WHAT NEEDS TO BE DONE: Transcribe the part of the blog text below that begins at the words "November 2, 2017" and stops after "it takes you.".

Confirmed: Einstein was tight

In 1922, Einstein was in Tokyo giving a series of lectures. A courier delivered a message to him in his hotel and Einstein, who didn’t have any local currency in his pocket, took out a piece of hotel stationery and wrote, “Stilles bescheidenes Leben gibt mehr Glueck als erfolgreiches Streben, verbunden mit bestaendiger Unruhe” and gave it to the man in lieu of tip. It means, “A calm and modest life brings more happiness than the pursuit of success combined with constant restlessness.”
Einstein had just won the Nobel and wasn’t super famous yet, so really this is like that one old auntie who gave you a piece of lame advice instead of a birthday present. Particularly as the Japanese man probably couldn’t read it.
Who knew Einstein wrote fortune cookies?
It worked out. Last week, the courier’s nephew sold the autograph for $1.56 million.
Oh, he also gave him a piece of paper that said, “Wo ein Wille ist, da ist auch ein Weg.” (Where there’s a will there’s a way.) Now, that’s just sad.
November 2, 2017 — 10:45 pm
Comments: 10
In praise of the messy

I went to a lecture tonight. It revolved around a cache of hundreds of 18th Century personal letters that turned up in the back of a closet.
Think of this, O ye tidy folk — all the history we have comes from someone in the past who couldn’t bear to throw something away. However hard it is for us to believe it, everything you can see in the room where you are sitting will be interesting in a hundred years, fascinating in two hundred and a priceless antique in three.
The picture is from the About page of The Keep — the repository of the East Sussex Record Office where these letters (and thousands of other interesting documents) live. You probably don’t have any specific connection to East Sussex, but you can spend a merry hour or more plugging words into the search box and seeing where it takes you.

DATASET ROWS:
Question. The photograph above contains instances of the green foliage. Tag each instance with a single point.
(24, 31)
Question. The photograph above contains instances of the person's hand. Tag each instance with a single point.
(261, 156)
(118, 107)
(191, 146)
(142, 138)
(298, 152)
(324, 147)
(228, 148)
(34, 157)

---

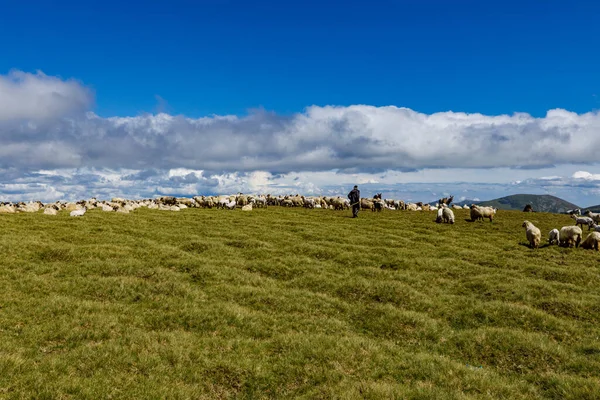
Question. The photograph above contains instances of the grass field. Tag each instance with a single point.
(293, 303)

RESULT OF THE EXERCISE:
November 2, 2017 — 10:45 pm
Comments: 10
In praise of the messy

I went to a lecture tonight. It revolved around a cache of hundreds of 18th Century personal letters that turned up in the back of a closet.
Think of this, O ye tidy folk — all the history we have comes from someone in the past who couldn’t bear to throw something away. However hard it is for us to believe it, everything you can see in the room where you are sitting will be interesting in a hundred years, fascinating in two hundred and a priceless antique in three.
The picture is from the About page of The Keep — the repository of the East Sussex Record Office where these letters (and thousands of other interesting documents) live. You probably don’t have any specific connection to East Sussex, but you can spend a merry hour or more plugging words into the search box and seeing where it takes you.